* [SELECTED EXTRACT]

** Start **

Posted on 11/25/2002 2:33:22 PM PST by anotherview
Nov. 25, 2002 Remaining exiled Palestinian leaves Cyprus for Mauritania(UPDATE) By THE ASSOCIATED PRESS
NICOSIA, Cyprus - The last of a dozen Palestinians exiled to Cyprus in May to end a monthlong siege of Bethlehem's Church of the Nativity was escorted Monday to Mauritania after months of searching for a willing host.
Abdullah Daoud, 41, was sent to Mauritania because it was the only Arabic-speaking country willing to take him in, his wife, Kifah, said from her home in the Balata refugee camp near the West Bank city of Nablus. She said she had spoken with her husband by telephone before he left for the Muslim West African nation.
"I asked him, 'why Mauritania?"' she told The Associated Press. "He said, 'I prefer to be in an Arabic country and this is the only option."'
Cypriot Foreign Minister Yiannakis Cassoulides said earlier Monday only that Daoud was sent to "a distant non-European country" where he would be joined by his family. He said he was not authorized to identify the country providing asylum, and EU officials also would not reveal Daoud's destination.

** End **

* [INFORMATION GIVEN]

** Start **

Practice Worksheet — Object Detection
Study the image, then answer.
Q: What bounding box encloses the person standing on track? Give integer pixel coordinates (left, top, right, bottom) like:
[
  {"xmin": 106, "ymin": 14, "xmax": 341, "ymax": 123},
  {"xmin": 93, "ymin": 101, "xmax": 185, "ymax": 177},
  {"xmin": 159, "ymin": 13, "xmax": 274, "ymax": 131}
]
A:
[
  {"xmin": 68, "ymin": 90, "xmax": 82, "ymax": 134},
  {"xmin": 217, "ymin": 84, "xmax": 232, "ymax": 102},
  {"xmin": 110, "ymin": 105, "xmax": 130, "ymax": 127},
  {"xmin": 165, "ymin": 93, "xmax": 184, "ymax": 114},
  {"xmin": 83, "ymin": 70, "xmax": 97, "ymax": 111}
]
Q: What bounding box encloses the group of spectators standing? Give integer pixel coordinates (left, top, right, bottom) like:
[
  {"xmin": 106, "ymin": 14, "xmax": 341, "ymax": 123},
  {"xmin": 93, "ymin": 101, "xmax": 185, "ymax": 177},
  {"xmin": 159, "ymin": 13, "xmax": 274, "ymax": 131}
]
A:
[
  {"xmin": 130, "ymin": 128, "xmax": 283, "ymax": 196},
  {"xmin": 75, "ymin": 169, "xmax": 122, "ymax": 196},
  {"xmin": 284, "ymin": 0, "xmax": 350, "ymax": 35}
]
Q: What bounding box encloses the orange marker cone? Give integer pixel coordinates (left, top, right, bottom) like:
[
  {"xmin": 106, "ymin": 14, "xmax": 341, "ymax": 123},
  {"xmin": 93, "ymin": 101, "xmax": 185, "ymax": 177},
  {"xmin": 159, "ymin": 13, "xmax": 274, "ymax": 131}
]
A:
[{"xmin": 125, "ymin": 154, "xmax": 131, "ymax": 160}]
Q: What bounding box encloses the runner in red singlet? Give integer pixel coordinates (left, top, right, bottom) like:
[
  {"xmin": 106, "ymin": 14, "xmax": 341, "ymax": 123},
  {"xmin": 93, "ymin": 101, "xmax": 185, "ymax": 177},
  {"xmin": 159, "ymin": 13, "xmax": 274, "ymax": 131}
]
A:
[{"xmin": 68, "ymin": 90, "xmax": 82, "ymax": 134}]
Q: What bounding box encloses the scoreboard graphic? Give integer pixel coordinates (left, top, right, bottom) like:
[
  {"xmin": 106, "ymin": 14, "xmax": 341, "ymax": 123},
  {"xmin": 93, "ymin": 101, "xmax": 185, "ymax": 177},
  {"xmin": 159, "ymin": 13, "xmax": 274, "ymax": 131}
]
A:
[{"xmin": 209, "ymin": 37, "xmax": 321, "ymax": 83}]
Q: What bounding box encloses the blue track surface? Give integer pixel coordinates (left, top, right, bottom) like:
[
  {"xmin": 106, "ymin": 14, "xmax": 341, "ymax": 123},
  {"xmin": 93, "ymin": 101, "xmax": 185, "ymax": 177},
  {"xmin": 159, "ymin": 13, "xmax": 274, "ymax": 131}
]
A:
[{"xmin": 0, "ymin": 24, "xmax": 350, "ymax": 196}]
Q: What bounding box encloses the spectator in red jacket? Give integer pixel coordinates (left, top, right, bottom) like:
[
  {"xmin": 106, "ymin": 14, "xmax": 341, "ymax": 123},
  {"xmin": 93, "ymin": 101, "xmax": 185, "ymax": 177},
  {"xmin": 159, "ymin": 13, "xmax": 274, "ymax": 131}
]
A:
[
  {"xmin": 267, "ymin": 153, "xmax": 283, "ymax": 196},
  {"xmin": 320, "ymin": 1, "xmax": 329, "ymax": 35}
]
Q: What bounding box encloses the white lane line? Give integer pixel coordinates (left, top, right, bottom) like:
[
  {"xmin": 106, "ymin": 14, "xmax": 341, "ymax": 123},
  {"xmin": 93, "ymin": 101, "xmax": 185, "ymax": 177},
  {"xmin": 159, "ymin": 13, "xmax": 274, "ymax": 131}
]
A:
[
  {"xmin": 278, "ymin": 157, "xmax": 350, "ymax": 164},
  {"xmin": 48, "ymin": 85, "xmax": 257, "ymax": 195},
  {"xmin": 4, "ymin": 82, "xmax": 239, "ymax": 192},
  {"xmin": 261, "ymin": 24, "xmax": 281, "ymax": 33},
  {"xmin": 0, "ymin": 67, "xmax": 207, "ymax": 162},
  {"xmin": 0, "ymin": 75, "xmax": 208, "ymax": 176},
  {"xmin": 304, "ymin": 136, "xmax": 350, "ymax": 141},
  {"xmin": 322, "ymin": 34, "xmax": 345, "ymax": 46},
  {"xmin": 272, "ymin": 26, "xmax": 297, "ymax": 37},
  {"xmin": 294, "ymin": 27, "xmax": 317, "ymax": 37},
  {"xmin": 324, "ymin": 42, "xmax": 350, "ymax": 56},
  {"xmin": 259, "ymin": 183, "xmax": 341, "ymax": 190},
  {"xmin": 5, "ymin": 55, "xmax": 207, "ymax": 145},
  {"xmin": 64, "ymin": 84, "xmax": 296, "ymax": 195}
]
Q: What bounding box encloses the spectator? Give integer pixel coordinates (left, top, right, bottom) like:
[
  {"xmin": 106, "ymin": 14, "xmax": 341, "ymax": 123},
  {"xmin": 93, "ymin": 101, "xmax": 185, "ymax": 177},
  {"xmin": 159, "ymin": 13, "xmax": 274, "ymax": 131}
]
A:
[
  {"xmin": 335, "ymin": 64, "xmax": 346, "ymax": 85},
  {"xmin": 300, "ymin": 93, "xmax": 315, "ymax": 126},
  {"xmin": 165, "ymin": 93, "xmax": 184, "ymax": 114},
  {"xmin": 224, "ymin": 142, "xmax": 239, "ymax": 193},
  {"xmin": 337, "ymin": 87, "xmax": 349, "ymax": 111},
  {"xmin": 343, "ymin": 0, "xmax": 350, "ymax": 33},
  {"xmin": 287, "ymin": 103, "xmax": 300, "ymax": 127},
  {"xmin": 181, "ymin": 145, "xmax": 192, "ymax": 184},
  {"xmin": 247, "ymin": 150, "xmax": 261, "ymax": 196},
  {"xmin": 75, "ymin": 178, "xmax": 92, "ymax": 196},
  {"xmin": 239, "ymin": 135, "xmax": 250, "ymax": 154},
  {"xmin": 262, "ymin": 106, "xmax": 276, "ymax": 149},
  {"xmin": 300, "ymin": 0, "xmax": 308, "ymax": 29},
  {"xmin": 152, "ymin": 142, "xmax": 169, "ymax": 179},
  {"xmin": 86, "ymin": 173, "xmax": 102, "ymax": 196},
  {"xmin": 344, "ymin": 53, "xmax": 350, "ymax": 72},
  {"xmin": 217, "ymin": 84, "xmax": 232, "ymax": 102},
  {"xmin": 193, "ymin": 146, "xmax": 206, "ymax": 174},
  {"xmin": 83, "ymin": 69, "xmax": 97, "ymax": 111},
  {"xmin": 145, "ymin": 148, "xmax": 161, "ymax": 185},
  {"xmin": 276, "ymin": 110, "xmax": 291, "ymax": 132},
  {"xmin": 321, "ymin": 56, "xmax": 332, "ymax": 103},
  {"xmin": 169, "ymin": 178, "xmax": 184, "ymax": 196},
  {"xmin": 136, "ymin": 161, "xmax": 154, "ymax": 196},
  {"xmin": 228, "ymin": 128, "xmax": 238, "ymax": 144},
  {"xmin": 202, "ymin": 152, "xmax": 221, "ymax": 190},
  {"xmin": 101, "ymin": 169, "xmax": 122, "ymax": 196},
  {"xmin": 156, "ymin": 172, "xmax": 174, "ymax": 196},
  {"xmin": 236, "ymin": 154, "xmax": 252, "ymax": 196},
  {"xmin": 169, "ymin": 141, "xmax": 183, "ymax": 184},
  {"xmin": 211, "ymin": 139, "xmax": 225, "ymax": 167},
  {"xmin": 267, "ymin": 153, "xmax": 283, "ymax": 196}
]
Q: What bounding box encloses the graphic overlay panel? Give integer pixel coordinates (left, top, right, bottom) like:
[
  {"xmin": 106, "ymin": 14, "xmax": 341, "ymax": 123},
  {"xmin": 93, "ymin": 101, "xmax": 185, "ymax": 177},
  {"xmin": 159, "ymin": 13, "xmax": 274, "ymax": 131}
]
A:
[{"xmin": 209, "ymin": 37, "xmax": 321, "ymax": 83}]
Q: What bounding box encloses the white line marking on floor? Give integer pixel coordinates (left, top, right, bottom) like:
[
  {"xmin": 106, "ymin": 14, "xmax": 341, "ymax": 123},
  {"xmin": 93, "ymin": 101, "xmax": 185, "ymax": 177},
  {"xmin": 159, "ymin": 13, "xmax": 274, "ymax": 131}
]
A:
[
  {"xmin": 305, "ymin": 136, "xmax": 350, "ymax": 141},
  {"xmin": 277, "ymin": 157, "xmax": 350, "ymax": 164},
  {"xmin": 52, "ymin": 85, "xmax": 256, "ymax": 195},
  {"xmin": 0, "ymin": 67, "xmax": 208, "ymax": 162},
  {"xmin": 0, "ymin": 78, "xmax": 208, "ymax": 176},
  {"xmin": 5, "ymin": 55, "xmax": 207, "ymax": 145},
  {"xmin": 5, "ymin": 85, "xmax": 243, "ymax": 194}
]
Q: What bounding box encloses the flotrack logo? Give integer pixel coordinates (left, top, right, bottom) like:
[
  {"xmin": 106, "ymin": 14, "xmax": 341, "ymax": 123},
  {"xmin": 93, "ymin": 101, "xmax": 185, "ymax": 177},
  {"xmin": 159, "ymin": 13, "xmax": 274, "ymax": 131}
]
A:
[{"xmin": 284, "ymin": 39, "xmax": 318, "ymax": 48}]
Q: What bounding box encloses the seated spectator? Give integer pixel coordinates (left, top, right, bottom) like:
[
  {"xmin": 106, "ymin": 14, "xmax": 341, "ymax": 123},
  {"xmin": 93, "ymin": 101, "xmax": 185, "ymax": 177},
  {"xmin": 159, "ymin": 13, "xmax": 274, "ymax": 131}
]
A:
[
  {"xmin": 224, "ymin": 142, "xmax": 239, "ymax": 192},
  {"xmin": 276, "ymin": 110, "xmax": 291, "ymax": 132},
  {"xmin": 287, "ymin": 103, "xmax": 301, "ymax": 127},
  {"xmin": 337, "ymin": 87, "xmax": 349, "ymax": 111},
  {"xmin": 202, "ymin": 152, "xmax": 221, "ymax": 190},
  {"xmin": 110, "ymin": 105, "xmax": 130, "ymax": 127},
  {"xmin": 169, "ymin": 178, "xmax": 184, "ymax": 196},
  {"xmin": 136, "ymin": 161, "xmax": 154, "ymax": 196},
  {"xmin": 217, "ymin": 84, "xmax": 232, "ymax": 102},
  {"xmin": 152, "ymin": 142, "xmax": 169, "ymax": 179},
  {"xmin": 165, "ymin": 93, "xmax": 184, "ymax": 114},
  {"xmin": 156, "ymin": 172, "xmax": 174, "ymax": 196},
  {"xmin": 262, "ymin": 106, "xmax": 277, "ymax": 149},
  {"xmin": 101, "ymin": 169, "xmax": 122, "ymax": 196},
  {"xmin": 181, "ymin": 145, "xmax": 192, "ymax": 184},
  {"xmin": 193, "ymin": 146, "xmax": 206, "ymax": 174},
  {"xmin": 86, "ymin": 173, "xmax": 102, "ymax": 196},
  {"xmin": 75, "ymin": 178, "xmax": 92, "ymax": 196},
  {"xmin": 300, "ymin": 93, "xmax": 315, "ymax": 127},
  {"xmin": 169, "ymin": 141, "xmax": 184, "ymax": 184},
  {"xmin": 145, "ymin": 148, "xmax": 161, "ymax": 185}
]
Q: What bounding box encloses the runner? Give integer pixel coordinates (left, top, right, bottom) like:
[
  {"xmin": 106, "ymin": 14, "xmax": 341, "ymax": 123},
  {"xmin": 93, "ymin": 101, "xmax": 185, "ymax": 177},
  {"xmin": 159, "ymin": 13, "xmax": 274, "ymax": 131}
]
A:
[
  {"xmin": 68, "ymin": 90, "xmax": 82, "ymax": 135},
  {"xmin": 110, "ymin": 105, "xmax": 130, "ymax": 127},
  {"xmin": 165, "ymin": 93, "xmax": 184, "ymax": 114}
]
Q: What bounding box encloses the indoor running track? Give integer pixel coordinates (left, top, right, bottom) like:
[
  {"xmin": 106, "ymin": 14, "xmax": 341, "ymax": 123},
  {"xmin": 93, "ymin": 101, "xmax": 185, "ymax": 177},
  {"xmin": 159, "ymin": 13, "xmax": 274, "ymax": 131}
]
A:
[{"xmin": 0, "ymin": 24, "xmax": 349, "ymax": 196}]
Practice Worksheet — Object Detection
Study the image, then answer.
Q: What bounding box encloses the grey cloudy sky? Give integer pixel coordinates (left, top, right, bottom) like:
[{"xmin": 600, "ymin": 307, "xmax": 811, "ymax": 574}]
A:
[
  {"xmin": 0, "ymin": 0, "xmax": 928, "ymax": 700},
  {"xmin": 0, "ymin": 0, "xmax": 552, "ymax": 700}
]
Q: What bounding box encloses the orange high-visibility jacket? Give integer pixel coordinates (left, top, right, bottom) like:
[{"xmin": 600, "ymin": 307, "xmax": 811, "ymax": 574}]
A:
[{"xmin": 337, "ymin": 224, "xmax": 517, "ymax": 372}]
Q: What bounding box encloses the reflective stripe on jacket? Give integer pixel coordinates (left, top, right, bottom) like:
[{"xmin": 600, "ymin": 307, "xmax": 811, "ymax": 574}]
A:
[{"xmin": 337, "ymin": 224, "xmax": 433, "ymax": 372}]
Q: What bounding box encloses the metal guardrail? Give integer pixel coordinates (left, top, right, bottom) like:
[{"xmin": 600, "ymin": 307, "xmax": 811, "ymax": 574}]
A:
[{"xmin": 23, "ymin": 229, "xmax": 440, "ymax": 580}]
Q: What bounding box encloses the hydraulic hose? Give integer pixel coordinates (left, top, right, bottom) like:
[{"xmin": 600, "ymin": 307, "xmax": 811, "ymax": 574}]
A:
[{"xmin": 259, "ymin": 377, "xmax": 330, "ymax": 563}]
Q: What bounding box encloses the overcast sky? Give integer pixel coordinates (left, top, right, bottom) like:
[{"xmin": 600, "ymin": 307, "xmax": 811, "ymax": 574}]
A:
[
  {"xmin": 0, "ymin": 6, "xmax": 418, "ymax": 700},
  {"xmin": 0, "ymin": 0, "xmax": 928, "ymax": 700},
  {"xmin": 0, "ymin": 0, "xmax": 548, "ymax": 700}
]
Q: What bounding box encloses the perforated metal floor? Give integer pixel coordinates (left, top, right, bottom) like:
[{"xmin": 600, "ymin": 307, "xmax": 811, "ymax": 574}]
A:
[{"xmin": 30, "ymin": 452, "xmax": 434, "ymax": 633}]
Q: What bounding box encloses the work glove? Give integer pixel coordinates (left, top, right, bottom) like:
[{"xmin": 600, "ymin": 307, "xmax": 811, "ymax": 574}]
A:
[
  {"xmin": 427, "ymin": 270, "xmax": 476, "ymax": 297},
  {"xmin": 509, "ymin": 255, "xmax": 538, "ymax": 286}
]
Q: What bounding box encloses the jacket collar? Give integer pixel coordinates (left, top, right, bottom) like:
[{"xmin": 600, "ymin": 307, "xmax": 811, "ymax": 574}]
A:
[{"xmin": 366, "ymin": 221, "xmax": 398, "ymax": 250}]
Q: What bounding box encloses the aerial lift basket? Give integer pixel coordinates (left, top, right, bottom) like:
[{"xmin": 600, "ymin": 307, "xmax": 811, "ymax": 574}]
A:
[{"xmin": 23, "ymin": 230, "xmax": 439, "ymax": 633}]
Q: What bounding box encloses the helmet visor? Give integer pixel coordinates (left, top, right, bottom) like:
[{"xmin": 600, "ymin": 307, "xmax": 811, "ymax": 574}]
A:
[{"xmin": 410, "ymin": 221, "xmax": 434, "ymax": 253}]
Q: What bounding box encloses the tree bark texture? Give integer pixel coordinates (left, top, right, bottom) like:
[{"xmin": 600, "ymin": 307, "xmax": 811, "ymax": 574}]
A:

** End **

* [EXERCISES TO COMPLETE]
a. In the news article about the exiled Palestinian, reproduce the part that opens with the words containing "Posted on 11/25/2002" and closes with "a willing host.".
b. According to the news article about the exiled Palestinian, where is Abdullah Daoud's wife's home?

* [SOLUTIONS PER TASK]
a.
Posted on 11/25/2002 2:33:22 PM PST by anotherview
Nov. 25, 2002 Remaining exiled Palestinian leaves Cyprus for Mauritania(UPDATE) By THE ASSOCIATED PRESS
NICOSIA, Cyprus - The last of a dozen Palestinians exiled to Cyprus in May to end a monthlong siege of Bethlehem's Church of the Nativity was escorted Monday to Mauritania after months of searching for a willing host.

b. In the Balata refugee camp near the West Bank city of Nablus.